▶ [CHALLENGE] Render the records below as a Markdown table with the columns Row and Line, starting at the line that contains "of the great" and ending at the last line of the records, one numbered row per line with blank lines left out.

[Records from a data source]
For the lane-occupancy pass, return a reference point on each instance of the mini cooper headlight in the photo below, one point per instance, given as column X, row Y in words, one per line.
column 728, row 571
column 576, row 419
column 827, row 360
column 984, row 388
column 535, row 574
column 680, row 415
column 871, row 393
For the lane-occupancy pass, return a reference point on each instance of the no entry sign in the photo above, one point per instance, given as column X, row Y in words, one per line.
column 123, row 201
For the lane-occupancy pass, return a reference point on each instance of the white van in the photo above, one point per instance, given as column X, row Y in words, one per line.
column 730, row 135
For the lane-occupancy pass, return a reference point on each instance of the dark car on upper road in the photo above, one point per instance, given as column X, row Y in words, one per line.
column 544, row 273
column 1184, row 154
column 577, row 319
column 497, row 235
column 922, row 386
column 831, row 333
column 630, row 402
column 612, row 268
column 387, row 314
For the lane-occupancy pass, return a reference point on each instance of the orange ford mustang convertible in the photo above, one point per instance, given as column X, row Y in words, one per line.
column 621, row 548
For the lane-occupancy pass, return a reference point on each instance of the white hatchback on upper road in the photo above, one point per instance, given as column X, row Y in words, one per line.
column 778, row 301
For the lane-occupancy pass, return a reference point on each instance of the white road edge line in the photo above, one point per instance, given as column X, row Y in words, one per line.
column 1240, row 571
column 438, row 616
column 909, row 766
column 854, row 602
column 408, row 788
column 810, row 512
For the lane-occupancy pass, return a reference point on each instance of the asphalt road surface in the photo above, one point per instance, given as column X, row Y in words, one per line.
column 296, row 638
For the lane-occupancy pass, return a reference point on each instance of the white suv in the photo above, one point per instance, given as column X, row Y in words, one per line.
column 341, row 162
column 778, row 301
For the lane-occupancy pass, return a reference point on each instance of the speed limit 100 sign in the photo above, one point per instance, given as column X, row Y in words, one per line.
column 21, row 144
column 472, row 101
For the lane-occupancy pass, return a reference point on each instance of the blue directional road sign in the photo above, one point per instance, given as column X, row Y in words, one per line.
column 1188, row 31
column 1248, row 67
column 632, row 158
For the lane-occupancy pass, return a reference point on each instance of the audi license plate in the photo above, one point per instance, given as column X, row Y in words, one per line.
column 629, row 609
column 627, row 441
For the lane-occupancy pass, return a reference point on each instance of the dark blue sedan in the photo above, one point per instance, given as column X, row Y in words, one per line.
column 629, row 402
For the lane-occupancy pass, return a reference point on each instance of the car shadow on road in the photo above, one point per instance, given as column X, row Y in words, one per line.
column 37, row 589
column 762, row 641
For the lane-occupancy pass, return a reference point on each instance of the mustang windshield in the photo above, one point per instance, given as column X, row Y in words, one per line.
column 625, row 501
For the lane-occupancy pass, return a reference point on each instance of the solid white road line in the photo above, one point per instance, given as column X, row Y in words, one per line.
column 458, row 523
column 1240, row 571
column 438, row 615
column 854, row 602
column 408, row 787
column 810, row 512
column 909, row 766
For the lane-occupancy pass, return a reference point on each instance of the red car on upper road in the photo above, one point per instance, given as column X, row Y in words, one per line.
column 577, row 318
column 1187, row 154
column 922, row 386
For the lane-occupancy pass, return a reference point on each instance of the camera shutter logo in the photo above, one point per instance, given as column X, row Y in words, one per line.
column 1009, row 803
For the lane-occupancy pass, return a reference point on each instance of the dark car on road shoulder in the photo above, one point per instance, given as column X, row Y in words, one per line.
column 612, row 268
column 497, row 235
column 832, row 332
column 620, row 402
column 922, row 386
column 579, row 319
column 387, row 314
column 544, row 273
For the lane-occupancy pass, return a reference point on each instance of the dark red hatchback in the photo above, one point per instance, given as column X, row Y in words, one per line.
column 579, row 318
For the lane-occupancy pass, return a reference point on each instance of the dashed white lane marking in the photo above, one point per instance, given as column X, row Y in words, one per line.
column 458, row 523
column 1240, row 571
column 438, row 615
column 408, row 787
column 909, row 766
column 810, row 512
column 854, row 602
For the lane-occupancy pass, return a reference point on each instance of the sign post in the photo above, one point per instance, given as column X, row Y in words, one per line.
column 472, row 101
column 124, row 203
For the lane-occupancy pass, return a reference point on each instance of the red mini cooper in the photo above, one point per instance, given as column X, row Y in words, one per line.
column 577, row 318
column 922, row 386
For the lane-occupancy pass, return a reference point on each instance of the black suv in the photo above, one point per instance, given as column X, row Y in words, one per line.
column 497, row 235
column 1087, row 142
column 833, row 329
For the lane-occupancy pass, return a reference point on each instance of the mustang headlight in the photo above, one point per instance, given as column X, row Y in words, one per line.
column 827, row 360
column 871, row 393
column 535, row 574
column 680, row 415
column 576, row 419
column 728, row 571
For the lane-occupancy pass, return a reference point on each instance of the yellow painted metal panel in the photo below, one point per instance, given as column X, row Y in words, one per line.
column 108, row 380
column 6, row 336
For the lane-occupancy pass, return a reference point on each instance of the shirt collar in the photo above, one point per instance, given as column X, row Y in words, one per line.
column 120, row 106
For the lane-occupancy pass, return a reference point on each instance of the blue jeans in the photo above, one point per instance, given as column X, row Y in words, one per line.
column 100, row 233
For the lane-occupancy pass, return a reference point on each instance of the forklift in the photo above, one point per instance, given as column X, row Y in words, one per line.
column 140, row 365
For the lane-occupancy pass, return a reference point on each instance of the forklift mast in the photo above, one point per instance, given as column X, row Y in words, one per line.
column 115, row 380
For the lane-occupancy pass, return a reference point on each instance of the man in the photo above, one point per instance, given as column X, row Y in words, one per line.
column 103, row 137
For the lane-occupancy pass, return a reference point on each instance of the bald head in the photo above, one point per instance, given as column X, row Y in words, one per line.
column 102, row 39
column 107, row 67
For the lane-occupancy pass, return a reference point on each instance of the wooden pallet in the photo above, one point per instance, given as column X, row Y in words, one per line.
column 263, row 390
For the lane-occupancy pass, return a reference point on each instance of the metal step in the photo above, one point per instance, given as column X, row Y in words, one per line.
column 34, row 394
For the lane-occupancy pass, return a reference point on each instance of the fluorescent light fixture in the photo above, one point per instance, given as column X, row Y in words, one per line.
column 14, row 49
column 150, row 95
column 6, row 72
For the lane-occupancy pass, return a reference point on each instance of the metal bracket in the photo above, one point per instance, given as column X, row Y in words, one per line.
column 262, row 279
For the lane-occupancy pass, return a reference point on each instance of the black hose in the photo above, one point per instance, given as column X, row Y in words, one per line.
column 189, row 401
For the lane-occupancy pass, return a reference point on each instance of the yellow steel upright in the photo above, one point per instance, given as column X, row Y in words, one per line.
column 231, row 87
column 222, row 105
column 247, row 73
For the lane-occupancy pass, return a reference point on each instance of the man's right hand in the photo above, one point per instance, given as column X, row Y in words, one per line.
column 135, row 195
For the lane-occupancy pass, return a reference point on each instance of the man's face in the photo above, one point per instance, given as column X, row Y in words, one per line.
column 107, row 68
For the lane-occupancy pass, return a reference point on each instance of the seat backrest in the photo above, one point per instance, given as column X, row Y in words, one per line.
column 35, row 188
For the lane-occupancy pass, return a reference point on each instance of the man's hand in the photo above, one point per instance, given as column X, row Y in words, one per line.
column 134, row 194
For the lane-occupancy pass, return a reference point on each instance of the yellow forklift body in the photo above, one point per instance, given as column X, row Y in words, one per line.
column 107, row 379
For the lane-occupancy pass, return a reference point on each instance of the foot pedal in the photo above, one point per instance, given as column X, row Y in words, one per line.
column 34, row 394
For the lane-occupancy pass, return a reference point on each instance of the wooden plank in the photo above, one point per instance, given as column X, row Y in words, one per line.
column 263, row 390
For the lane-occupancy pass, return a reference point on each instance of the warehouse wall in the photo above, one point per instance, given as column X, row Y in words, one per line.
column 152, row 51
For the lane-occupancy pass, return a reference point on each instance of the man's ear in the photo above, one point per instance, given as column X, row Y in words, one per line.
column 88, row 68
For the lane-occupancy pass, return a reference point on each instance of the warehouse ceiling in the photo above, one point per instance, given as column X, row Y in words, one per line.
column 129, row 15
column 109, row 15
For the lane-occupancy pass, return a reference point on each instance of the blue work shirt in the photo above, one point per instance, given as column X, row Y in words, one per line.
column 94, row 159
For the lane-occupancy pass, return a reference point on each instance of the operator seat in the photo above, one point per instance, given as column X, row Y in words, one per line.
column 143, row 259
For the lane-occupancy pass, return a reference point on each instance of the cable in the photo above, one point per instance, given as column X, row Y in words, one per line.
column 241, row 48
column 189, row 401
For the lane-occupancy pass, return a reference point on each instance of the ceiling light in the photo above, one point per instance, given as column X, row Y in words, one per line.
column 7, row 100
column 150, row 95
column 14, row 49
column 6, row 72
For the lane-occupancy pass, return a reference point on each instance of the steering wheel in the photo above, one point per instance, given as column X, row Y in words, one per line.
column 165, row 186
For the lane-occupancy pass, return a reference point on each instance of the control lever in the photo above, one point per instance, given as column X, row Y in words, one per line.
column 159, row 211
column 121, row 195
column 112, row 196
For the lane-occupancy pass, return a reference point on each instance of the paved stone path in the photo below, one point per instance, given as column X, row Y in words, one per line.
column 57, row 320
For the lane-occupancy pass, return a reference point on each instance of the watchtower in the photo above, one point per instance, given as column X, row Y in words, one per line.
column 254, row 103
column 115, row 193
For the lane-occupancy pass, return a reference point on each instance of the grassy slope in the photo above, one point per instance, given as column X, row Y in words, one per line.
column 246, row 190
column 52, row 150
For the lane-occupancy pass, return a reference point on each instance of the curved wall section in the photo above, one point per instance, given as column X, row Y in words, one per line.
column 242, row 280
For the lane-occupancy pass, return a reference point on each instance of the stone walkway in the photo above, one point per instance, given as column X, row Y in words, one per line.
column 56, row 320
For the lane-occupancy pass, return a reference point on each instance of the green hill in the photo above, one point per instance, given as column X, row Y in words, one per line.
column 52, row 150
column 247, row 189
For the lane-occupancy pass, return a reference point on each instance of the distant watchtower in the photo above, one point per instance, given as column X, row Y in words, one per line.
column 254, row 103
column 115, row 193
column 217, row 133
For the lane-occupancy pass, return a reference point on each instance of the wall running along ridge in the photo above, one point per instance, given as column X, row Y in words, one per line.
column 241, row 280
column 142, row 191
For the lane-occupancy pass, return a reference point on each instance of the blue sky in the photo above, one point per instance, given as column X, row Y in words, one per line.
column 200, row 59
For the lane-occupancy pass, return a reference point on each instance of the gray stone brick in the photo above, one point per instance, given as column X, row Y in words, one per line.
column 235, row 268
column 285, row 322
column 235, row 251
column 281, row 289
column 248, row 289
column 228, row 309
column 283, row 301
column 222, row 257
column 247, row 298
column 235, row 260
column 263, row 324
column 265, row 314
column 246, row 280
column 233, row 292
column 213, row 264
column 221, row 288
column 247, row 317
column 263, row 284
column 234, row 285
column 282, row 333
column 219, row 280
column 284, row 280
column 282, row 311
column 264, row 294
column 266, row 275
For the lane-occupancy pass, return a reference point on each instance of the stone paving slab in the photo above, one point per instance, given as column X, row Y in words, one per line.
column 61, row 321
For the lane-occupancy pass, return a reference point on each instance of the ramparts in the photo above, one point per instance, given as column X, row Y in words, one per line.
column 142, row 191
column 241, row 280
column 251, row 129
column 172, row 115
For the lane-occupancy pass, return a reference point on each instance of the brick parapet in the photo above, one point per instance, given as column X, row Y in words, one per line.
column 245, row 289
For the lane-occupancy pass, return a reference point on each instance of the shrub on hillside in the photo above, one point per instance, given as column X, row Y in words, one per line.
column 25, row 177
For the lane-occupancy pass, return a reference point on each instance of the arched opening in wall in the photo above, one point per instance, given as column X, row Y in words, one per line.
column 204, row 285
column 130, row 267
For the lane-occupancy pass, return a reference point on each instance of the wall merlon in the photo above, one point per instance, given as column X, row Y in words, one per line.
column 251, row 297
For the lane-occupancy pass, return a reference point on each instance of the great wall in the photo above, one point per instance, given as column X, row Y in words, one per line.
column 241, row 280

▶ [WRITTEN SOLUTION]
| Row | Line |
|---|---|
| 1 | For the lane-occupancy pass, return a reference point on each instance of the great wall in the photo above, one point per instance, given as column X, row Y in words, one per line. |
| 2 | column 241, row 280 |